## start

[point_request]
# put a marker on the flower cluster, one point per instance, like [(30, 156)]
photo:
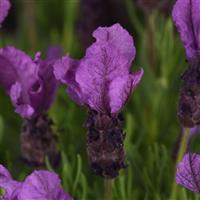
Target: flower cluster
[(41, 185), (102, 81)]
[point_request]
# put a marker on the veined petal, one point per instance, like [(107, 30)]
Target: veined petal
[(4, 7), (186, 15), (188, 172), (30, 84), (10, 186), (105, 63), (121, 88), (64, 71), (104, 73), (43, 185)]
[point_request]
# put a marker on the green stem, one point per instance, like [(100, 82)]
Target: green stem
[(181, 152), (108, 189)]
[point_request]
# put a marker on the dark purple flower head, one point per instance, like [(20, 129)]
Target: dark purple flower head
[(40, 185), (30, 84), (188, 172), (4, 7), (102, 79), (186, 15)]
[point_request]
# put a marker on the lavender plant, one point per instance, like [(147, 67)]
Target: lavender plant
[(102, 82), (32, 87), (4, 7), (40, 184), (186, 17)]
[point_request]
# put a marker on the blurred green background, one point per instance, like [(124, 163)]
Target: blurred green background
[(151, 123)]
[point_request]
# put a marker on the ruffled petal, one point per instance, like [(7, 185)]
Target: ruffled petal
[(10, 186), (30, 84), (106, 62), (4, 7), (121, 88), (43, 185), (188, 172)]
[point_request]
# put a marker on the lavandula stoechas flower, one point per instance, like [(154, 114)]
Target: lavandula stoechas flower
[(102, 81), (188, 172), (31, 86), (186, 15), (40, 185), (4, 7)]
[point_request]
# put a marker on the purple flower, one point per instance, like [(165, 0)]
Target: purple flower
[(102, 79), (4, 7), (30, 84), (186, 15), (41, 185), (188, 172)]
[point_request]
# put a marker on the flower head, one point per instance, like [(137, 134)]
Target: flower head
[(186, 15), (41, 185), (30, 83), (102, 80), (4, 7)]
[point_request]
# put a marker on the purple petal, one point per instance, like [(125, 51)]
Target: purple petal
[(10, 186), (103, 74), (17, 75), (54, 53), (65, 71), (101, 80), (43, 185), (30, 84), (121, 88), (4, 7), (194, 131), (186, 15), (188, 172)]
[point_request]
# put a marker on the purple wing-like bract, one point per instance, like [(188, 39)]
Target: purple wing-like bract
[(30, 84), (186, 15), (4, 7), (188, 172), (102, 79)]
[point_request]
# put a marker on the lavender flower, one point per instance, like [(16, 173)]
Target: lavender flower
[(186, 15), (32, 87), (30, 84), (102, 81), (4, 7), (188, 172), (41, 185)]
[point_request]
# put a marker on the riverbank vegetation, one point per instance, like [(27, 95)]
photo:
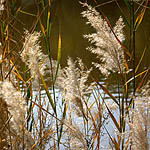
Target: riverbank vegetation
[(46, 106)]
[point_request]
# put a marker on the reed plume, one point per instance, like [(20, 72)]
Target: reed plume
[(140, 128), (16, 105), (1, 5), (72, 82), (105, 45)]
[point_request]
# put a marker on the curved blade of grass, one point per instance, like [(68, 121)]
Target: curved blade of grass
[(61, 128), (136, 76), (122, 14), (137, 67), (107, 92), (17, 72), (140, 16), (48, 24), (127, 3), (58, 57), (48, 94), (113, 118)]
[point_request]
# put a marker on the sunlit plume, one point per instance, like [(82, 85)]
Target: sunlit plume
[(105, 44), (72, 82)]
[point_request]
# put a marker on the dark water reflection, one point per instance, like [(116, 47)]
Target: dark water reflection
[(67, 19)]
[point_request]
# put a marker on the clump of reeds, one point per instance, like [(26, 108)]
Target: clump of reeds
[(72, 81), (1, 5), (105, 41), (140, 127), (17, 135), (32, 55)]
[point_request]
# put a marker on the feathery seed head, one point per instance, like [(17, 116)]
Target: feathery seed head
[(106, 46)]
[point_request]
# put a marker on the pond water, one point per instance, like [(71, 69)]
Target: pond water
[(67, 19)]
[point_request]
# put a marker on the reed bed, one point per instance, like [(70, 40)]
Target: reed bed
[(44, 106)]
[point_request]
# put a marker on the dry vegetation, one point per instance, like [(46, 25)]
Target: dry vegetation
[(44, 106)]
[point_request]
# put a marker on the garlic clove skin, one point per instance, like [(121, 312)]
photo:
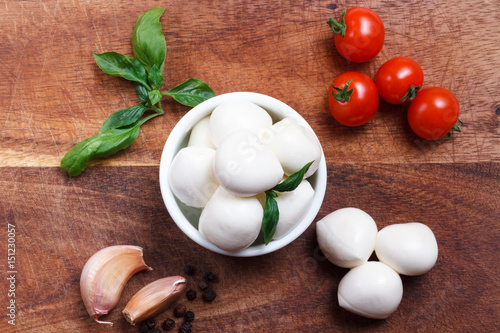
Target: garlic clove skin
[(372, 290), (294, 145), (409, 248), (191, 176), (233, 116), (154, 298), (347, 237), (244, 166), (292, 207), (104, 276), (200, 134), (230, 222)]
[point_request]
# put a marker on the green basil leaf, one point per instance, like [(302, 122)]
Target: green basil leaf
[(271, 217), (123, 117), (148, 41), (142, 92), (155, 77), (292, 182), (191, 92), (100, 145), (117, 64), (154, 96)]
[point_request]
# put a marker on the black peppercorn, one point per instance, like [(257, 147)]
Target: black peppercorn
[(209, 276), (209, 295), (189, 270), (168, 324), (191, 294), (189, 316), (186, 327), (144, 328), (179, 310), (151, 323), (203, 285)]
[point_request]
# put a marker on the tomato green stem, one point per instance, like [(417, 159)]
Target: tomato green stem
[(338, 27), (456, 128), (343, 94), (411, 93)]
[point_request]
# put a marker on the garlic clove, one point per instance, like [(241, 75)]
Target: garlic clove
[(154, 298), (104, 276)]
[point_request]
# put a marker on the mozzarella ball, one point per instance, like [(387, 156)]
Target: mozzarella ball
[(191, 176), (200, 134), (373, 290), (347, 237), (292, 207), (245, 166), (231, 117), (231, 223), (294, 145), (409, 248)]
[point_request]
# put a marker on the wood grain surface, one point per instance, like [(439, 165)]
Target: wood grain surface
[(52, 95)]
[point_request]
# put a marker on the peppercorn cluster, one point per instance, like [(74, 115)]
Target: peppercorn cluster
[(180, 310)]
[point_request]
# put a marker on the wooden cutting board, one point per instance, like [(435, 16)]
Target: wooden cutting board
[(52, 95)]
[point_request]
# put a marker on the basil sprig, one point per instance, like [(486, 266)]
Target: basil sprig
[(271, 212), (145, 71)]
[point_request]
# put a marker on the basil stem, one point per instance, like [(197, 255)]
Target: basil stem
[(271, 212), (148, 41), (191, 92), (117, 64), (145, 71)]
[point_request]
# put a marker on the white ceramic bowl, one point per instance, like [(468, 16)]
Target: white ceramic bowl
[(186, 217)]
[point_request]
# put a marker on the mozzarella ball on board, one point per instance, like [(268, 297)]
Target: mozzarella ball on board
[(200, 134), (373, 290), (409, 248), (294, 145), (292, 207), (229, 222), (191, 176), (244, 166), (347, 237), (231, 117)]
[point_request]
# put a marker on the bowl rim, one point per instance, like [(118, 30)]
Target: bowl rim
[(173, 145)]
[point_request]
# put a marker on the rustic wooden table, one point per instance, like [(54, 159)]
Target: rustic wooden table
[(52, 95)]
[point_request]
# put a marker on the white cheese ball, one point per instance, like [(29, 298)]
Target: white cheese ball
[(191, 176), (409, 248), (245, 166), (347, 237), (200, 134), (294, 145), (229, 222), (231, 117), (292, 207), (373, 290)]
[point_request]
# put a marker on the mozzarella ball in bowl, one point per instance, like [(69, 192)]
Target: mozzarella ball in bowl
[(347, 237), (294, 145), (244, 166), (409, 248), (231, 117), (238, 148), (231, 223), (191, 176)]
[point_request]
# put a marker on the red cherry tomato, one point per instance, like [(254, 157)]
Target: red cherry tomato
[(353, 99), (399, 80), (433, 113), (359, 36)]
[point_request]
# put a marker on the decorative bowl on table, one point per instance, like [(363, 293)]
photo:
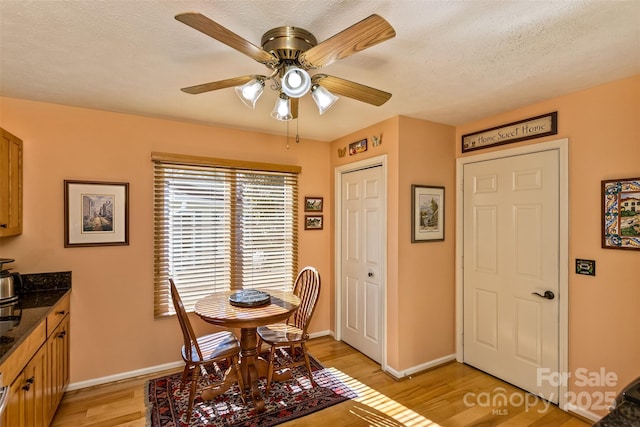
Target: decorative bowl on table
[(249, 298)]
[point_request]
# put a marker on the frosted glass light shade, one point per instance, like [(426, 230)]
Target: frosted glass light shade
[(296, 82), (250, 92), (282, 109), (323, 98)]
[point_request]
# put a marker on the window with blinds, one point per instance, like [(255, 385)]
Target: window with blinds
[(222, 225)]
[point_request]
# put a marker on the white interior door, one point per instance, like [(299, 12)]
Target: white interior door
[(510, 262), (362, 268)]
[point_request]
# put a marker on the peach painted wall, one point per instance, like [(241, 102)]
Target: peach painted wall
[(603, 128), (420, 276), (113, 330), (426, 270)]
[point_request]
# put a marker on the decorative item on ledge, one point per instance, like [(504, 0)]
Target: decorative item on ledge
[(358, 147)]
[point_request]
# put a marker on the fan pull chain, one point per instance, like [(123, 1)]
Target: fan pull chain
[(288, 146)]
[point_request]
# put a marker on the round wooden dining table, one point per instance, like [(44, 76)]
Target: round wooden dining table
[(217, 310)]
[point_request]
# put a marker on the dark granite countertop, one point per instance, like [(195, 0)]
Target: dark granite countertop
[(38, 296)]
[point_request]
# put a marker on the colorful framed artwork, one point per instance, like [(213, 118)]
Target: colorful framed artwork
[(96, 213), (313, 222), (621, 213)]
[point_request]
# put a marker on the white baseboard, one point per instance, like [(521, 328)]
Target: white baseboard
[(321, 334), (150, 370), (570, 407), (422, 367), (124, 375)]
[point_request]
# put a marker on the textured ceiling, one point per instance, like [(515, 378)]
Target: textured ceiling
[(451, 61)]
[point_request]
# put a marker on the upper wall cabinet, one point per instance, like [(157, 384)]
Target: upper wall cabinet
[(10, 184)]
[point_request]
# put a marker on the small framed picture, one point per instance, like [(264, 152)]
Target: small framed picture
[(313, 204), (313, 222), (96, 213), (358, 147), (427, 208), (621, 213)]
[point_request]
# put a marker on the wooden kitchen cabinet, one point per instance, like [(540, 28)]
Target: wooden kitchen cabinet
[(10, 184), (40, 371), (58, 365), (26, 407)]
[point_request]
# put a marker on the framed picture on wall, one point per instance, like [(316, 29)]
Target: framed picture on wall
[(427, 210), (621, 213), (313, 222), (313, 204), (96, 213)]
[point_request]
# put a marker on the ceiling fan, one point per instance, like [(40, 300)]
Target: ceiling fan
[(289, 52)]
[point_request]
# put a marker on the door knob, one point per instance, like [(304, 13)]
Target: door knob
[(547, 294)]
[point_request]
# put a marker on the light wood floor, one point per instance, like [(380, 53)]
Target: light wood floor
[(451, 395)]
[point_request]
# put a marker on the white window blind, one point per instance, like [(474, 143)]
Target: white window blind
[(222, 227)]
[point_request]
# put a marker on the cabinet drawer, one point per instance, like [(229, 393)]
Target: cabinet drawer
[(21, 356), (57, 314)]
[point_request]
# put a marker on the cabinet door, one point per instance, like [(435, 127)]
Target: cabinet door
[(58, 364), (26, 406), (34, 389), (14, 413), (10, 184)]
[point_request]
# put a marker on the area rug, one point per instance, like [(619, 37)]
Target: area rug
[(167, 405)]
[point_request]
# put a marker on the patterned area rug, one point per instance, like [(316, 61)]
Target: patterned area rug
[(166, 404)]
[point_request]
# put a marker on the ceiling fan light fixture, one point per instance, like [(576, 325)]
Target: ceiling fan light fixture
[(250, 92), (282, 109), (323, 98), (296, 82)]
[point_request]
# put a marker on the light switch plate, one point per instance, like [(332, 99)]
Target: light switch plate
[(586, 267)]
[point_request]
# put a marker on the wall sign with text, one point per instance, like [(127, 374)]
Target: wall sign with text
[(522, 130)]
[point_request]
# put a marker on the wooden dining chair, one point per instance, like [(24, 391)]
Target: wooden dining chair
[(199, 353), (293, 333)]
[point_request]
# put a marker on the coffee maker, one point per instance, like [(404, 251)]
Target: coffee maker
[(10, 282)]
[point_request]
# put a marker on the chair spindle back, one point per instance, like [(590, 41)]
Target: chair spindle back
[(307, 288), (190, 340)]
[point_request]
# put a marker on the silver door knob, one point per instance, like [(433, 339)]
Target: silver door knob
[(547, 294)]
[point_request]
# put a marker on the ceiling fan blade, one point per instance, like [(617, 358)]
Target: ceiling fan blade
[(223, 35), (221, 84), (350, 89), (360, 36)]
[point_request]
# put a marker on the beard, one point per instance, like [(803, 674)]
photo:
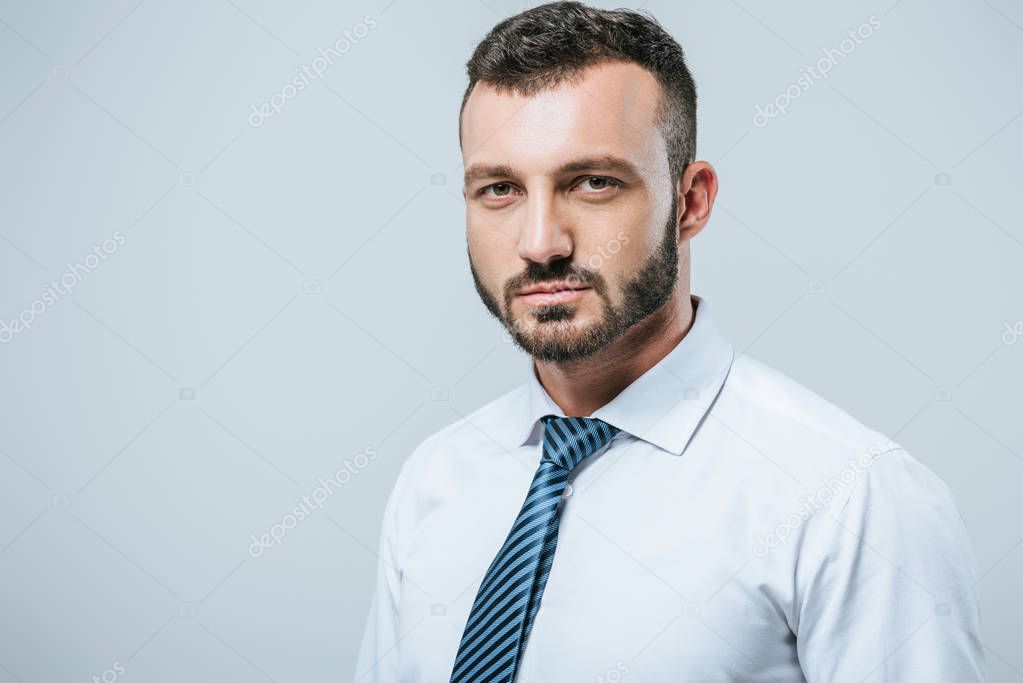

## end

> [EXERCISE INSTRUCTIONS]:
Reproduce the entries from their first line up to and including the line that contains "[(41, 185), (102, 81)]", omitting the pictures.

> [EXERCISE ANSWER]:
[point_request]
# put a marker on the flower cluster, one point per instance, like [(30, 156)]
photo:
Target: flower cluster
[(41, 185), (102, 81)]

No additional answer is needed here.